### Task statement
Rewrite every line of the entries below as a Markdown table with the columns "No." and "Line," numbering the rows in order. Skip blank lines and leave out the picture lines.

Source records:
<<<<

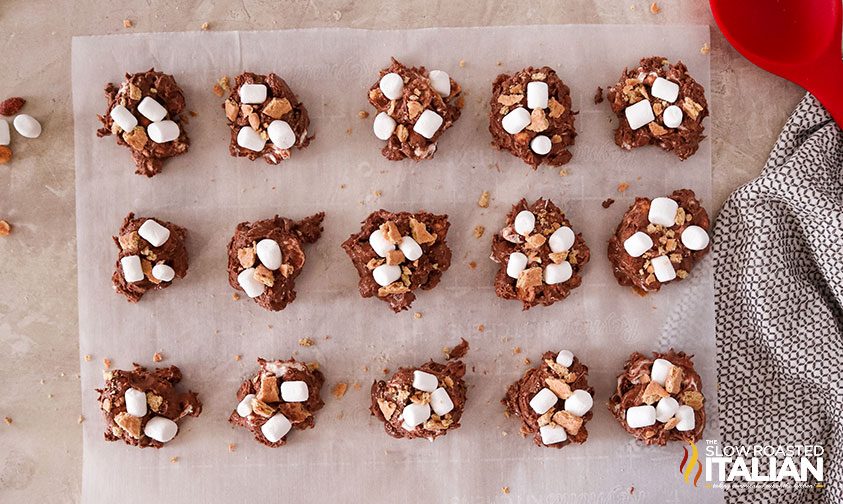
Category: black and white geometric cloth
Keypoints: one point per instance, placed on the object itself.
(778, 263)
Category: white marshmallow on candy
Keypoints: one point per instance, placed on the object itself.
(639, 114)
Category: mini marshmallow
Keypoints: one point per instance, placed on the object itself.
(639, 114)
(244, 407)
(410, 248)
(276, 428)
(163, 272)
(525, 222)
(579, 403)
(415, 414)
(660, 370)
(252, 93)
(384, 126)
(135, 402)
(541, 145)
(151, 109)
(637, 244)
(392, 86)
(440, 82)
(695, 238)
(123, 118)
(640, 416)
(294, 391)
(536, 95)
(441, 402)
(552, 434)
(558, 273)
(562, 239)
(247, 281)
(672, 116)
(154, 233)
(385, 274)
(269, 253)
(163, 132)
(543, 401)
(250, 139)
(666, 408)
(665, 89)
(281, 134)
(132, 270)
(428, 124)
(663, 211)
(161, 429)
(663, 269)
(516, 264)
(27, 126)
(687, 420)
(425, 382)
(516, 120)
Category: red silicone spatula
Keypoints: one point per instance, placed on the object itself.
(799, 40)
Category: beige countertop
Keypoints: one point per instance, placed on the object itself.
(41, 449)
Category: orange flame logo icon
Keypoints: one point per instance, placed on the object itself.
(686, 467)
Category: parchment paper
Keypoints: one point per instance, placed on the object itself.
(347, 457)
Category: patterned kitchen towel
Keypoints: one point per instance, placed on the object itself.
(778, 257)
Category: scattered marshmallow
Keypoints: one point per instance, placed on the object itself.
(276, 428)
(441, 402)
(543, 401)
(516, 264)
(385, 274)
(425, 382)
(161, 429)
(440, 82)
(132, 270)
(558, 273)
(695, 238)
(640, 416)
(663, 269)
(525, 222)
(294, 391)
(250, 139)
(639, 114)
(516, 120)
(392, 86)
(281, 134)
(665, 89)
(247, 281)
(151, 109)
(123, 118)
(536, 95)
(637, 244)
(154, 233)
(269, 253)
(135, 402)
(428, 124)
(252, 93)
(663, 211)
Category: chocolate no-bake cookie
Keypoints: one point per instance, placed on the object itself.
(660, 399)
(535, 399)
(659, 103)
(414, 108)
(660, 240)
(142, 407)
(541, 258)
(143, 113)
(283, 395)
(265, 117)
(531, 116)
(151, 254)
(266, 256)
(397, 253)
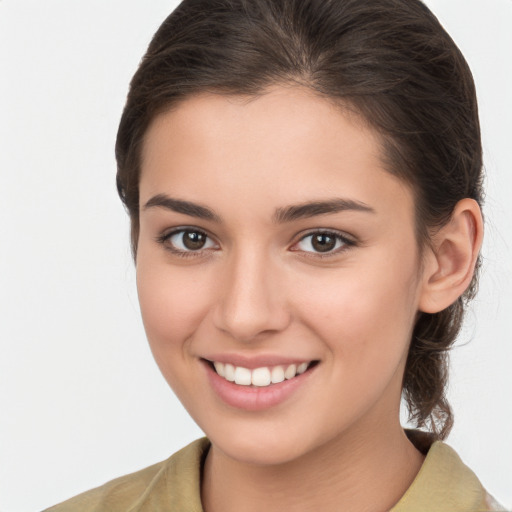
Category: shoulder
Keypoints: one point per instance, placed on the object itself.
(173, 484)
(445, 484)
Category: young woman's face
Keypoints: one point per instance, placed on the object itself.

>>>>

### Solution
| No. | Line |
|---|---|
| 1 | Category: black and white geometric cloth |
| 2 | Keypoints: one point per instance, placed on the object itself. |
| 3 | (778, 263) |
| 4 | Category: white marshmallow on candy |
| 5 | Keypoints: one point per instance, placed on the object itself. |
| 6 | (639, 114) |
| 7 | Category: mini marshmallow |
| 8 | Keypoints: one point per instance, placed on the object itself. |
| 9 | (639, 114) |
| 10 | (244, 407) |
| 11 | (410, 248) |
| 12 | (276, 428) |
| 13 | (163, 272) |
| 14 | (525, 222) |
| 15 | (579, 403) |
| 16 | (415, 414) |
| 17 | (660, 370) |
| 18 | (252, 93) |
| 19 | (384, 126) |
| 20 | (135, 402) |
| 21 | (541, 145) |
| 22 | (151, 109) |
| 23 | (637, 244) |
| 24 | (392, 86) |
| 25 | (440, 82) |
| 26 | (695, 238) |
| 27 | (123, 118) |
| 28 | (640, 416) |
| 29 | (294, 391) |
| 30 | (536, 95) |
| 31 | (441, 402) |
| 32 | (552, 434) |
| 33 | (558, 273) |
| 34 | (562, 239) |
| 35 | (247, 281) |
| 36 | (672, 116) |
| 37 | (154, 233) |
| 38 | (385, 274) |
| 39 | (269, 253) |
| 40 | (163, 132) |
| 41 | (543, 401) |
| 42 | (250, 139) |
| 43 | (666, 408) |
| 44 | (665, 89) |
| 45 | (281, 134) |
| 46 | (132, 270) |
| 47 | (428, 124) |
| 48 | (663, 211) |
| 49 | (161, 429) |
| 50 | (663, 269) |
| 51 | (516, 264) |
| 52 | (27, 126) |
| 53 | (687, 420) |
| 54 | (425, 382) |
| 55 | (516, 120) |
| 56 | Category: red silicone spatula |
| 57 | Keypoints: one point per instance, placed on the object itself. |
| 58 | (799, 40) |
| 59 | Category: beige countertop |
| 60 | Keypoints: one point per instance, placed on the object itself. |
| 61 | (41, 449) |
| 62 | Category: orange flame logo icon |
| 63 | Keypoints: one point per instance, placed on the object itself. |
| 64 | (686, 467) |
| 65 | Category: parchment paper |
| 66 | Keypoints: one point per instance, placed on the object itself. |
| 67 | (347, 457) |
| 68 | Category: patterned kitchen towel |
| 69 | Keypoints: one point per instance, placed on the object itself. |
| 70 | (778, 257) |
| 71 | Category: scattered marshmallow |
| 72 | Keypoints: one point per instance, placed on the object itself. |
| 73 | (276, 428) |
| 74 | (441, 402) |
| 75 | (543, 401) |
| 76 | (516, 264) |
| 77 | (385, 274) |
| 78 | (425, 382) |
| 79 | (161, 429) |
| 80 | (440, 82) |
| 81 | (132, 270) |
| 82 | (558, 273) |
| 83 | (695, 238) |
| 84 | (640, 416) |
| 85 | (663, 269) |
| 86 | (525, 222) |
| 87 | (294, 391) |
| 88 | (250, 139) |
| 89 | (639, 114) |
| 90 | (516, 120) |
| 91 | (392, 86) |
| 92 | (281, 134) |
| 93 | (665, 89) |
| 94 | (247, 281) |
| 95 | (151, 109) |
| 96 | (123, 118) |
| 97 | (536, 95) |
| 98 | (637, 244) |
| 99 | (154, 233) |
| 100 | (269, 253) |
| 101 | (135, 402) |
| 102 | (428, 124) |
| 103 | (252, 93) |
| 104 | (663, 211) |
| 105 | Category: chocolate no-bake cookie |
| 106 | Keypoints: one point per instance, placed on the object itself. |
| 107 | (660, 399) |
| 108 | (535, 399) |
| 109 | (659, 103) |
| 110 | (414, 108) |
| 111 | (660, 240) |
| 112 | (142, 407) |
| 113 | (541, 258) |
| 114 | (143, 113) |
| 115 | (283, 395) |
| 116 | (265, 117) |
| 117 | (531, 116) |
| 118 | (151, 254) |
| 119 | (266, 256) |
| 120 | (397, 253) |
| 121 | Category: shoulder |
| 122 | Keypoints: one point per instance, placed on the object itself. |
| 123 | (173, 484) |
| 124 | (445, 484) |
| 125 | Category: young woman's face |
| 126 | Keypoints: one point per instance, placed on the object itself. |